---- RECORDS TO PROCESS

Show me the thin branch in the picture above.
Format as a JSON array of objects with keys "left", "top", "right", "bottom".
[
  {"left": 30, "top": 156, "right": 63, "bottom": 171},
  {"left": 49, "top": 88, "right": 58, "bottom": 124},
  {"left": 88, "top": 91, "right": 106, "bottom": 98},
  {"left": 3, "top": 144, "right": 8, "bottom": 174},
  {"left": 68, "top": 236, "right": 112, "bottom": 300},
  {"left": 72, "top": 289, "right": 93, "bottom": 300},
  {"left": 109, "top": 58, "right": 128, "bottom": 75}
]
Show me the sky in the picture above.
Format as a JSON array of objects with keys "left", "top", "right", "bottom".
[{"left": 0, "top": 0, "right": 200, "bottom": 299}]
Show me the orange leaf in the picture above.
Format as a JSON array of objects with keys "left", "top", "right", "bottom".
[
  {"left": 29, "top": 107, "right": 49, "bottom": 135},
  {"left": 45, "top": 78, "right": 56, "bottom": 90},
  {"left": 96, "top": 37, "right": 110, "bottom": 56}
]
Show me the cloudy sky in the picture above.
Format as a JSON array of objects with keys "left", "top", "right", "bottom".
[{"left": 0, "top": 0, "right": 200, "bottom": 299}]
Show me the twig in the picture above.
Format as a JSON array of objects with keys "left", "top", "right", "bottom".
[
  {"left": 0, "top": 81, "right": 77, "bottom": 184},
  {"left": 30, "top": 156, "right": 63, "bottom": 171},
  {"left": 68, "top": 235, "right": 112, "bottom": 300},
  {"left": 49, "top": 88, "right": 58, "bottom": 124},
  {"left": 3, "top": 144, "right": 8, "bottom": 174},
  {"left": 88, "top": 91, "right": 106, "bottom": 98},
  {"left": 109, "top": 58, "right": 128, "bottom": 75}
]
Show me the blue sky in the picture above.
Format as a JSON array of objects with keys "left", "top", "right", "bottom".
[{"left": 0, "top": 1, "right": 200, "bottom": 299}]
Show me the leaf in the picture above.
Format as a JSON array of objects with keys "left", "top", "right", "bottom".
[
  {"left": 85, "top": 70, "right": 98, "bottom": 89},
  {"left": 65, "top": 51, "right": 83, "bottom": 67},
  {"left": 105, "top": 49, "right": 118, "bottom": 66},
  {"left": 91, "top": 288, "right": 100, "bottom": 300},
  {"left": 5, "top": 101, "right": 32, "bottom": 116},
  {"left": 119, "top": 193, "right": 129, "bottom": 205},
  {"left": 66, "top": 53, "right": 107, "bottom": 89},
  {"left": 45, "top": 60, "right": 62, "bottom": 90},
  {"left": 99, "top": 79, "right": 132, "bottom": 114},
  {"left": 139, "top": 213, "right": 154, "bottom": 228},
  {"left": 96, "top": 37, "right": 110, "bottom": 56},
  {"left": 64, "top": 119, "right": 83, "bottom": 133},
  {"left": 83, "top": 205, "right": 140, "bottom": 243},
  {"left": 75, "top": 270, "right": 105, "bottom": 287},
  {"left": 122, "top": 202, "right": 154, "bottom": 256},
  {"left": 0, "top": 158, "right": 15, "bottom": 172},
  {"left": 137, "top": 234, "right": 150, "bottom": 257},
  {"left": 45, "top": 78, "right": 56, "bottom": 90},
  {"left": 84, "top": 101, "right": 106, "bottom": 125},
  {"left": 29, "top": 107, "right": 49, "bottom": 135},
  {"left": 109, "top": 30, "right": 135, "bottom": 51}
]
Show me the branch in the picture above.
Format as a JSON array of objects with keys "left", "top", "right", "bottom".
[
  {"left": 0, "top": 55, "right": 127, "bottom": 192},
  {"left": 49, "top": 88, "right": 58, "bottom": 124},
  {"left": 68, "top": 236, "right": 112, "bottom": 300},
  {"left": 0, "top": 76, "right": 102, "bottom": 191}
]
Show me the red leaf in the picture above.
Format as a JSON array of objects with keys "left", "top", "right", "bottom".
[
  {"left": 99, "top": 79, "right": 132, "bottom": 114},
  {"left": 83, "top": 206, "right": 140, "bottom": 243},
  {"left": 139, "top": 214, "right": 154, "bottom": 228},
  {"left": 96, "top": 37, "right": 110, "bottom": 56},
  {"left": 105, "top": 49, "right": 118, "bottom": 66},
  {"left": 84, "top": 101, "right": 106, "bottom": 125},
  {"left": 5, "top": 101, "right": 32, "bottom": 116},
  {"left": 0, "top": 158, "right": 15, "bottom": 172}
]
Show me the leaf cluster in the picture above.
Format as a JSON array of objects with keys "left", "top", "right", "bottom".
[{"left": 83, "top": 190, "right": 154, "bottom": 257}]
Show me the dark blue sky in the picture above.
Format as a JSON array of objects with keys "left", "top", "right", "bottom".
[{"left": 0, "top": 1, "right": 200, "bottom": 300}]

--------

Using the data above, repeat exactly the lines that begin at the line with "Show me the sky in the picture above." and end at the line with "Show me the leaf in the picture above.", both ends included.

◆ YOUR SOLUTION ◆
Show me the sky in the picture above.
Format as a JSON array of objects with keys "left", "top", "right", "bottom".
[{"left": 0, "top": 0, "right": 200, "bottom": 299}]
Show me the orange leaf in the picture above.
Format as a JSON array of objects with keys "left", "top", "right", "bottom".
[
  {"left": 29, "top": 107, "right": 49, "bottom": 135},
  {"left": 45, "top": 78, "right": 56, "bottom": 90},
  {"left": 96, "top": 37, "right": 110, "bottom": 56}
]
Show me the cloudy sky in the picture above.
Format as a JSON array of objects with keys "left", "top", "right", "bottom".
[{"left": 0, "top": 0, "right": 200, "bottom": 299}]
Show me the twig in the picture above.
Format as a JSON array of objects with keys "left", "top", "right", "bottom".
[
  {"left": 0, "top": 81, "right": 77, "bottom": 184},
  {"left": 30, "top": 156, "right": 63, "bottom": 171},
  {"left": 68, "top": 235, "right": 112, "bottom": 300},
  {"left": 49, "top": 88, "right": 58, "bottom": 124},
  {"left": 3, "top": 144, "right": 8, "bottom": 174},
  {"left": 88, "top": 91, "right": 106, "bottom": 98},
  {"left": 109, "top": 58, "right": 128, "bottom": 75}
]
Show me the blue sky in the picture above.
Format as a JSON array of objects with keys "left", "top", "right", "bottom".
[{"left": 0, "top": 1, "right": 200, "bottom": 299}]
Show me the leaf in the picture above.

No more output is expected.